REQUIRED ACTION
What is needed is an exact repeat of the lines from the line containing "rough mask: <svg" through the final line of the entries below, and nothing else.

INPUT RECORDS
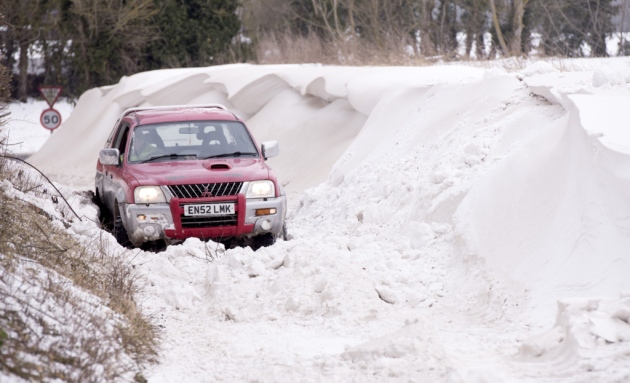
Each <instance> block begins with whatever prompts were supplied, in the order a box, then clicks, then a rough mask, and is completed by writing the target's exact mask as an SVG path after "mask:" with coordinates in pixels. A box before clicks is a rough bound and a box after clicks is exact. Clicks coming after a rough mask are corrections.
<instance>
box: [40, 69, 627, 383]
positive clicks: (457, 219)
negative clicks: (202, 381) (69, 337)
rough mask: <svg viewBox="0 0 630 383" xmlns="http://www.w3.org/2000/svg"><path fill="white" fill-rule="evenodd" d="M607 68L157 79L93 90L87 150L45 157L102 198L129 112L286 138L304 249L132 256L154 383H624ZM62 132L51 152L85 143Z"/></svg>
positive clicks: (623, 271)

WRITTEN SOLUTION
rough mask: <svg viewBox="0 0 630 383" xmlns="http://www.w3.org/2000/svg"><path fill="white" fill-rule="evenodd" d="M607 68L157 79L93 90L87 150L45 157L102 198L129 112L286 138L304 249L132 256L154 383H624ZM62 132L51 152L85 143Z"/></svg>
positive clicks: (623, 271)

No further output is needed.